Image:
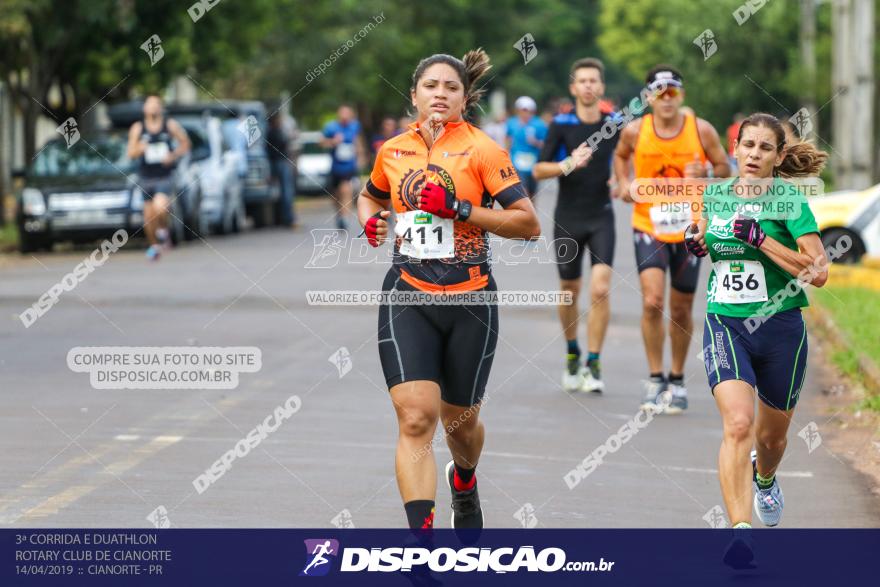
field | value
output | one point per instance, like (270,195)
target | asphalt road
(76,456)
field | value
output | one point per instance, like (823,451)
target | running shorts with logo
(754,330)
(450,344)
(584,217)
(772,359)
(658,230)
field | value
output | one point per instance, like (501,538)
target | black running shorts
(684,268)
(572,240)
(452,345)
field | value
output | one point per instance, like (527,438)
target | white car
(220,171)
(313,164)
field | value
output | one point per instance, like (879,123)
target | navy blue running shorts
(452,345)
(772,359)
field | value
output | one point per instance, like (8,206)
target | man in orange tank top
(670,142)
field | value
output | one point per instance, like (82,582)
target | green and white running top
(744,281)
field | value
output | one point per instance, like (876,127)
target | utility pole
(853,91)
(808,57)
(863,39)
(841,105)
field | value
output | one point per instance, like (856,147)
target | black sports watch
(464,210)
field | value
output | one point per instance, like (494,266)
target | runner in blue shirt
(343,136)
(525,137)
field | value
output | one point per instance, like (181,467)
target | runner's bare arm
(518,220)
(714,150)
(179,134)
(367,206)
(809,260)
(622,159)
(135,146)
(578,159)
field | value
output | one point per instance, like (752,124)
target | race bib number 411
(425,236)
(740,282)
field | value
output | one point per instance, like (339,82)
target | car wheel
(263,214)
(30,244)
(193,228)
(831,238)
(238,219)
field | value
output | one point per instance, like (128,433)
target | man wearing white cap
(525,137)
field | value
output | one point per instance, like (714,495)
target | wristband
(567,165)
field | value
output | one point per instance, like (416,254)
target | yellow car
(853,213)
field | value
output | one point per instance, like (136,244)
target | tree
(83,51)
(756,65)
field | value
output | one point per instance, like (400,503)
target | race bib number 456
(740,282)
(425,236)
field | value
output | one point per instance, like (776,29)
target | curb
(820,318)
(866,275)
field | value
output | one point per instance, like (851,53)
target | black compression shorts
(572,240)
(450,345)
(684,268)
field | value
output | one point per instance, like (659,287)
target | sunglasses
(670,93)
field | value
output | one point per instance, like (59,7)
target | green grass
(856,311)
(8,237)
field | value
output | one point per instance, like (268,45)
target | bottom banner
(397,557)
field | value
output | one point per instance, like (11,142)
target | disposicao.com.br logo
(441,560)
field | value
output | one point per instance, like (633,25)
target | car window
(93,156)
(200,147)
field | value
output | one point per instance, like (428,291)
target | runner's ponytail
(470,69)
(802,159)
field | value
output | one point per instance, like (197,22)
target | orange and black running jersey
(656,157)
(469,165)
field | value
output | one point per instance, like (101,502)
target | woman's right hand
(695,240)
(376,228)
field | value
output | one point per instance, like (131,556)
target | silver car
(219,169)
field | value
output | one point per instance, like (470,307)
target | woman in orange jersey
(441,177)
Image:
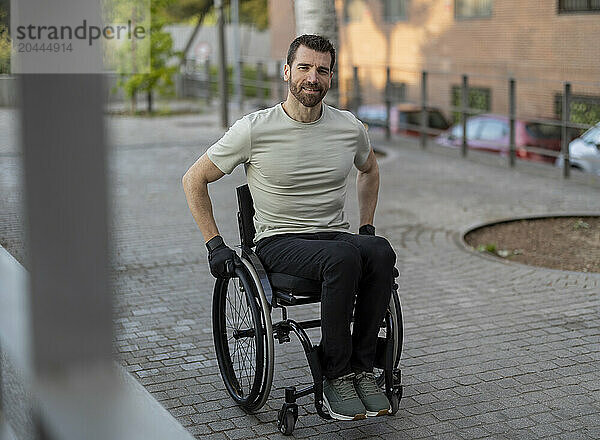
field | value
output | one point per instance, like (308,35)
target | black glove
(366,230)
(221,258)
* * *
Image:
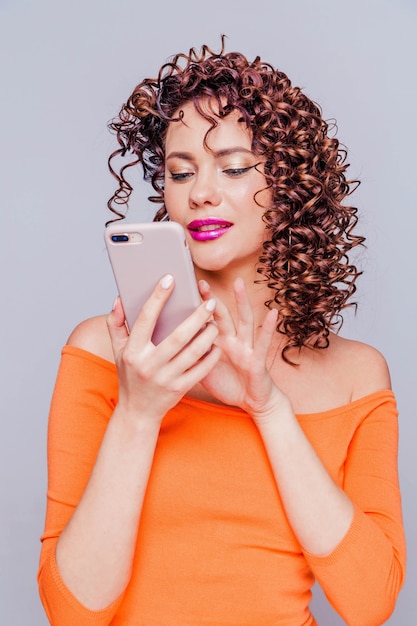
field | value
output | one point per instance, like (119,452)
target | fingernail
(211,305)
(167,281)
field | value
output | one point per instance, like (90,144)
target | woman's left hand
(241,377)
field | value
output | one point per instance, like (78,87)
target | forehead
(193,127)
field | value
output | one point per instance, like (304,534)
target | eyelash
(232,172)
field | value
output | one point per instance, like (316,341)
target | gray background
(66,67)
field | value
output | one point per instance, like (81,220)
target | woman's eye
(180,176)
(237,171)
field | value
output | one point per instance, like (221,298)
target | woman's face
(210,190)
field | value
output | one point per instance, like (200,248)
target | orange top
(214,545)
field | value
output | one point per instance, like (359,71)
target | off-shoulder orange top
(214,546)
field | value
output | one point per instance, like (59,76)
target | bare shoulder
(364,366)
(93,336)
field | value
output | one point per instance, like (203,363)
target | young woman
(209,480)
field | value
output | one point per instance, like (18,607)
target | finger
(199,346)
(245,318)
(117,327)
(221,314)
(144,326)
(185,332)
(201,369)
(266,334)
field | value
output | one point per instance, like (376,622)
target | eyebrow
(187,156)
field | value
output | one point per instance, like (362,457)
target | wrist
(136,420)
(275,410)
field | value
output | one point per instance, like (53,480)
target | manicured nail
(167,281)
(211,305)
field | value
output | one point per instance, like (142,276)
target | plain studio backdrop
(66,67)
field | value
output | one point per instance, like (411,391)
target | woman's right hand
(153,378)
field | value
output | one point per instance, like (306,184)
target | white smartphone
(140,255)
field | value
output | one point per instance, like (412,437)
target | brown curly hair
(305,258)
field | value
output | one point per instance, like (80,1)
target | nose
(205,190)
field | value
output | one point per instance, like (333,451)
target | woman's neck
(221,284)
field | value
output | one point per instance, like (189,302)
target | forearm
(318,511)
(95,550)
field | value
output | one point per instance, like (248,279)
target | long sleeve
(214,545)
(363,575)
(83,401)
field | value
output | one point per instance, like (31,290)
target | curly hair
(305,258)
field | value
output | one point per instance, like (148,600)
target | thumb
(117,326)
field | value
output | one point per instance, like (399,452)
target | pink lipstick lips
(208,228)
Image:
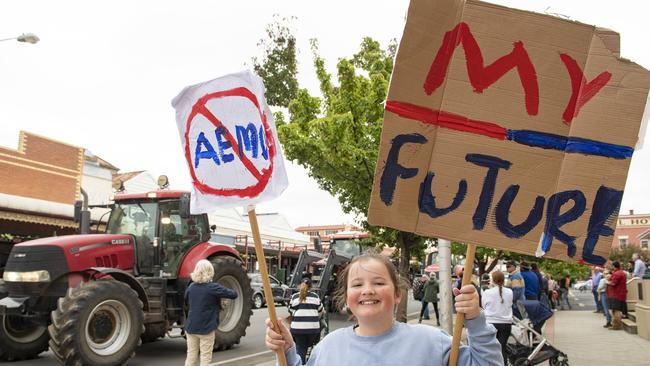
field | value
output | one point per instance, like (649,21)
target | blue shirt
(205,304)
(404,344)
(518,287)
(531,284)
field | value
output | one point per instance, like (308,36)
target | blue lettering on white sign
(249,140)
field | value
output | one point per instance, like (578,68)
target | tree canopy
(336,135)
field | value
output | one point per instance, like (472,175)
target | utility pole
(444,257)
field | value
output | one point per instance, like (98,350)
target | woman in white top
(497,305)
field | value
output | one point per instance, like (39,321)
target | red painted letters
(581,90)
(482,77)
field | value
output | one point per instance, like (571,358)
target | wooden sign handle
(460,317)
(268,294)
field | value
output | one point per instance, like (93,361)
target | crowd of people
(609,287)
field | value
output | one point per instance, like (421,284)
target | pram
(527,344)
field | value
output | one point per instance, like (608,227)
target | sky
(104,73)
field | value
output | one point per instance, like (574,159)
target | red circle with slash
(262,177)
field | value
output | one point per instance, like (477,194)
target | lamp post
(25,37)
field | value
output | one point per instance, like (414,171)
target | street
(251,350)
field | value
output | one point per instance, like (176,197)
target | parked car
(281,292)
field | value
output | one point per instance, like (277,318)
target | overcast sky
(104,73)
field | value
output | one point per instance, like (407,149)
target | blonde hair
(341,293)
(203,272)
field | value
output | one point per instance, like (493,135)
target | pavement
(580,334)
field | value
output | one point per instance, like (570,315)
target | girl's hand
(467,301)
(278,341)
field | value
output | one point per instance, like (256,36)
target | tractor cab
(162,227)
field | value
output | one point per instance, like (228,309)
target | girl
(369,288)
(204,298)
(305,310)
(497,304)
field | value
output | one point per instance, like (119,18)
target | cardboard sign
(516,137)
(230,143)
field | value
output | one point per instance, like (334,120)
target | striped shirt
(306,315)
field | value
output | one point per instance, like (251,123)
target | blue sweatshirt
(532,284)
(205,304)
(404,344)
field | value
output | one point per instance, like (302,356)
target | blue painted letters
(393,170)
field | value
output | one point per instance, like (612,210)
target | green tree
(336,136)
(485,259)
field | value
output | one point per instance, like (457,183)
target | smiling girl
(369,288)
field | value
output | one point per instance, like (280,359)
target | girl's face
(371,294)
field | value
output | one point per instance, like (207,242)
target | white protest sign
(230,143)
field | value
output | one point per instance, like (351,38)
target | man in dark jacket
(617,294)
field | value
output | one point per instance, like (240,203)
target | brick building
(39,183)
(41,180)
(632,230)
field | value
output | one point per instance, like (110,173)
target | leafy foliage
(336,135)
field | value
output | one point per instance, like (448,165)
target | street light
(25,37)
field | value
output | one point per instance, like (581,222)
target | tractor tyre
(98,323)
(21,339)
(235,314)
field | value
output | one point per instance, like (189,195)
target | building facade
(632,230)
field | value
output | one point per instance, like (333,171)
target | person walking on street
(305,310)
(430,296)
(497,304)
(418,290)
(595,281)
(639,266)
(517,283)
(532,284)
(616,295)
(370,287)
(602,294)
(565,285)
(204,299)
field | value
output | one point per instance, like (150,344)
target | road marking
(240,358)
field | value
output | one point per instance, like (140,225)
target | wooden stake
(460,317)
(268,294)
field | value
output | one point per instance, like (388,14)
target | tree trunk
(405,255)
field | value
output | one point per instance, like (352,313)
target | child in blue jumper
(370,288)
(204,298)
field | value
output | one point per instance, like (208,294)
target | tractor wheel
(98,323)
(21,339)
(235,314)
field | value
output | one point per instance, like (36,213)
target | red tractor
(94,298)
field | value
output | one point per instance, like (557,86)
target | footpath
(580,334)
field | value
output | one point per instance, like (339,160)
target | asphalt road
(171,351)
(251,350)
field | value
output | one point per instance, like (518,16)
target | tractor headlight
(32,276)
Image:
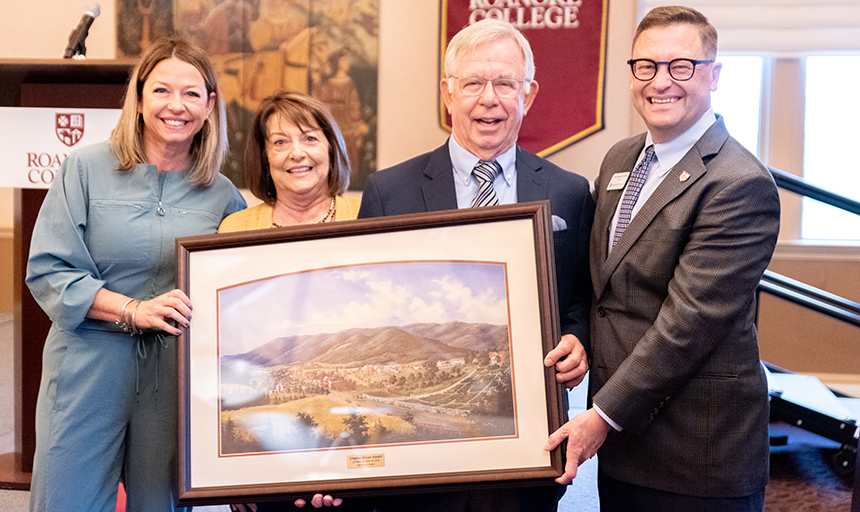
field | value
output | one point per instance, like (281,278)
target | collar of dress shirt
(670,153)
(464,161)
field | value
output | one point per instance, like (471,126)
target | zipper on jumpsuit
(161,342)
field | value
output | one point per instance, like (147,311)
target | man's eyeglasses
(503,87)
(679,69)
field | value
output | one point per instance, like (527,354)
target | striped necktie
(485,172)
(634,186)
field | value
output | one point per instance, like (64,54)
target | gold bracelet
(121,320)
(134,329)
* * *
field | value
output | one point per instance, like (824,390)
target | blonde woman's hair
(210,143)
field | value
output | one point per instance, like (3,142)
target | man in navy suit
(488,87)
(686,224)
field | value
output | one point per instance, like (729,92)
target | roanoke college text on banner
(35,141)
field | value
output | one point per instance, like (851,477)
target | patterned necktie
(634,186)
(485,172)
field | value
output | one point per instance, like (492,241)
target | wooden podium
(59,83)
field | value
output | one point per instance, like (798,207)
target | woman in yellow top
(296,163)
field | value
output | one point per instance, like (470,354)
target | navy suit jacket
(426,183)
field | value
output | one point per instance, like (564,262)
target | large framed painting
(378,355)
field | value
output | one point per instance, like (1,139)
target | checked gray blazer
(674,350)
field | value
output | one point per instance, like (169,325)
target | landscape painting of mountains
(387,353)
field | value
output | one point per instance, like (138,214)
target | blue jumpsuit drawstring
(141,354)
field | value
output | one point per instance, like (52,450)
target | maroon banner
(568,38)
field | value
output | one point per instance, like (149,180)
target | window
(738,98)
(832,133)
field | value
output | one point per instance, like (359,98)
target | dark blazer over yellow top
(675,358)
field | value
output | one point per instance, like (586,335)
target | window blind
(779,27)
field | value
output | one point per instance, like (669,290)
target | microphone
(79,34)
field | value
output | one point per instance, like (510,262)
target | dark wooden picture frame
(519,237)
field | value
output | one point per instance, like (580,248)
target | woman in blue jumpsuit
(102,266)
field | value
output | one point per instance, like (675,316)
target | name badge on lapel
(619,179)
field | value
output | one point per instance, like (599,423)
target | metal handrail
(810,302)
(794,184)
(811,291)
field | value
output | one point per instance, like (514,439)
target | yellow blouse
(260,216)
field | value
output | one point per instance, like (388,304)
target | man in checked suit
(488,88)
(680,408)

SHORT TASK — If you tally the lines of the records above that contain the word "checked", what number do you get? Reply with the number alone.

FINISHED TASK — 2